- FRAGMENTO PARA LEER:

Decía Carl Schmitt, jurísta político de pasado cuestionado y siempre de radical actualidad, que “el campo de relaciones de lo político se modifica incesantemente, conforme las fuerzas y poderes se unen o separan con el fin de afirmarse”. El siglo XXI, entre globalizaciones que pretenden la uniformización de las formas de vivir y convivir y entre fenómenos identitarios aparentemente reactivos, demuestra, una vez más, esta esencia del concepto de lo político que Schmitt señalaba en la historia: “la distinción política específica, aquella a la que pueden reconducirse todas las acciones y motivos políticos es la distinción de amigo y enemigo” (Der Begriff des politischen, 1932).
Freund und Feind, amigos y enemigos. El “amigo político” real o soñado, parece claro de dilucidar: el que está conmigo o el que no está contra mí. Pero “¿quién es el enemigo?”. Siempre ha sido “el otro, el antagonista reconocido” con el que luchar en el “momento decisivo”, en una guerra tanto física como cultural. Y “cualquier antagonismo concreto se aproximará tanto más a lo político cuanto mayor sea su cercanía al punto extremo”, señalaba Schmitt, ya que “en rigor solo cada uno de ellos puede decidir por sí mismo si la alteridad del extraño representa en el conflicto concreto y actual la negación del propio modo de existencia, y en consecuencia si hay que rechazarlo o combatirlo para preservar la propia forma esencial de vida”. En la era de la Mundializacion (Otlet dixit), en ideas y tecnologías globales de desigual impacto, cuando la irenologia de Galtung nos decía que la construcción de la “paz mundial” sería casi inevitable ante el progreso del Bienestar, la polemología de Bouthoul puntualizaba que el “conflicto” siempre regresaba. Ahora lo vemos: el enemigo resurge como el antagonista reaccionario de un desarrollo progresista-liberal moralmente superior, o como el antagonista revolucionario de una tradición nacional-conservadora actualizada que es necesario preservar.
Jair Bolsonaro, nuevo presidente de Brasil, tiene enemigos irreductibles y amigos fieles. Enemigos que lo acusan de reaccionario y cuasi fascista, y a los que el propio Bolsonaro tacha de socialistas perversos y corruptos degenerados; y amigos que lo ven como el “messias” capaz de levantar el país y con los que parece haber construido una alianza contra la considerada degeneración del sistema partidocrático, contra la amenaza del comunismo bolivariano, y en defensa de los llamados valores tradicionales de siempre (Familia y Fe) y de los sectores culpabilizados de los males históricos del país (de los militares o de los empresarios agrícolas). La encarnación más extrema de la ola populista de derechas o el ejemplo de reacción nacionalista más potente.

- DATOS DE ORIGEN:
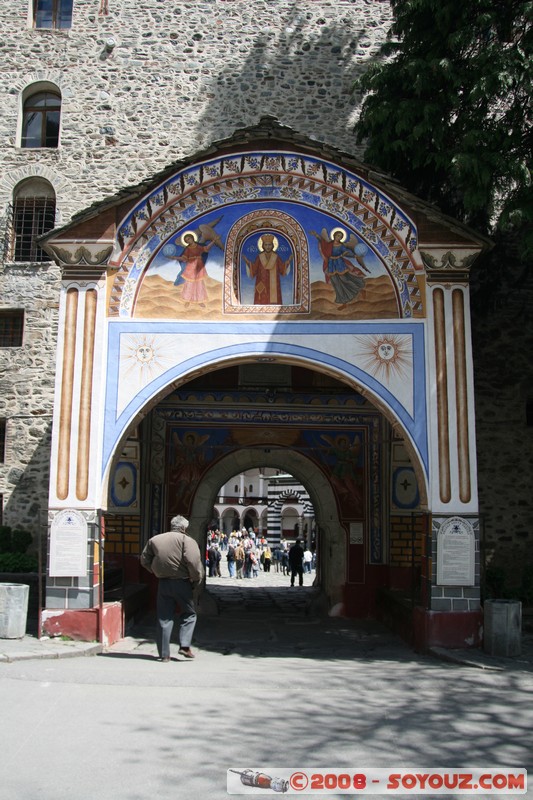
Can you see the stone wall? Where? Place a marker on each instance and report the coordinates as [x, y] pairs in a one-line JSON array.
[[27, 376], [503, 370], [181, 76]]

- INSTRUCCIONES DE TRABAJO:
[1] Enumera todas las personas que el texto sobre la distinción entre amigo y enemigo menciona por su nombre.
[2] Cita sin cambios el pasaje del texto sobre la distinción entre amigo y enemigo que se abre con las palabras que contienen "Jair Bolsonaro, nuevo" y se cierra con "nacionalista más potente.".

- EJERCICIOS RESUELTOS:
[1] Carl Schmitt, Otlet, Galtung, Bouthoul y Jair Bolsonaro.

[2]
Jair Bolsonaro, nuevo presidente de Brasil, tiene enemigos irreductibles y amigos fieles. Enemigos que lo acusan de reaccionario y cuasi fascista, y a los que el propio Bolsonaro tacha de socialistas perversos y corruptos degenerados; y amigos que lo ven como el “messias” capaz de levantar el país y con los que parece haber construido una alianza contra la considerada degeneración del sistema partidocrático, contra la amenaza del comunismo bolivariano, y en defensa de los llamados valores tradicionales de siempre (Familia y Fe) y de los sectores culpabilizados de los males históricos del país (de los militares o de los empresarios agrícolas). La encarnación más extrema de la ola populista de derechas o el ejemplo de reacción nacionalista más potente.